Your goal:
What comes next in the R tutorial below on loading data for PCA and ICA? Continue that tutorial from its final sentence.

BEGIN Text under study

You should have loaded the following data:
Mice
- mouse phenome dataset (790 mice)
miR
& mRNA
- microRNA and mRNA
profiles of A375 cell line after stimulation with IFNg (adapted from
[Nazarov et al, Nucleic Acid Research, 2013])
If not, please load:
## load the script from Internet
source("http://r.modas.lu/readAMD.r")
## Mouse 'phenome' data
Mice = read.table("http://edu.modas.lu/data/txt/mice.txt",
sep="\t",
header=TRUE,
stringsAsFactors = TRUE)
## miRNA data
miR = readAMD("http://edu.modas.lu/data/txt/mirna_ifng.amd.txt",stringsAsFactors = TRUE)
## mRNA data
mRNA = readAMD("http://edu.modas.lu/data/txt/mrna_ifng.amd.txt",
stringsAsFactors = TRUE,
index.column="GeneSymbol",
sum.func="mean")
PCA - rotation of the coordinate system in multidimensional space in the way to capture main variability in the data.
ICA - matrix factorization method that identifies statistically independent signals and their weights.

END Text under study
BEGIN Supplied material

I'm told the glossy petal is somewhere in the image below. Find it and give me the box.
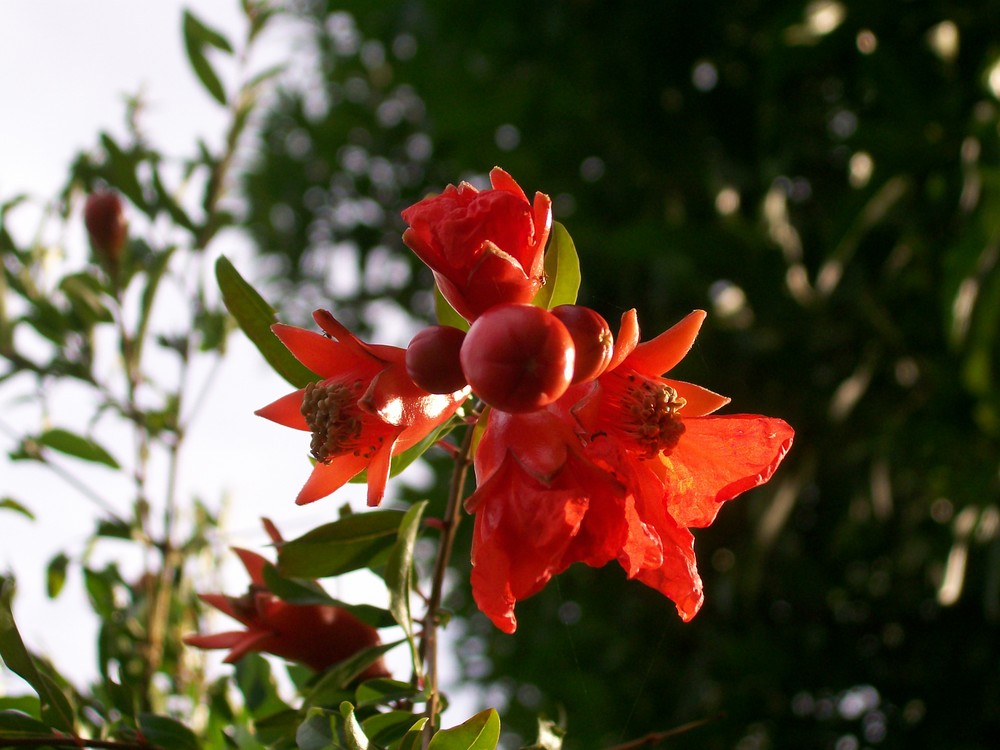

END Supplied material

Task answer:
NMF - matrix factorization method that presents data as a matrix product of two non-negative matrices.
LDA - identify new coordinate system, maximizing difference between objects belonging to predefined groups.
MDS - method that tries to preserve distances between objects in the low-dimension space.
AE - artificial neural network with a “bottle-neck”.
t-SNE - an iterative approach, similar to MDS, but consideting only close objects. Thus, similar objects must be close in the new (reduced) space, while distant objects are not influecing the results.
UMAP - modern method, similar to t-SNE, but more stable and with preservation of some information about distant groups (preserving topology of the data).
Let’s consider some nice resources online:
Principal Component Analysis Explained Visually by Victor Powell
Understanding UMAP by Andy Coenen and Adam Pearce
Dimensionality Reduction for Data Visualization: PCA vs TSNE vs UMAP vs LDA by Sivakar Sivarajah
Simplest way to do PCA in R is to use default prcomp()
function. It takes a matrix with samples in rows and features in
columns.
scale=TRUE
.PC = prcomp(t(mRNA$X),scale=TRUE)
str(PC)
## List of 5
## $ sdev : num [1:17] 83.4 55.3 48.1 42 36 ...
## $ rotation: num [1:20141, 1:17] 0.001125 0.000754 0.006407 0.008881 0.009878 ...
## ..- attr(*, "dimnames")=List of 2
## .. ..$ : chr [1:20141] "" "A1BG" "A1CF" "A2BP1" ...
## .. ..$ : chr [1:17] "PC1" "PC2" "PC3" "PC4" ...
## $ center : Named num [1:20141] 6.6 6.25 5.1 4.64 5.92 ...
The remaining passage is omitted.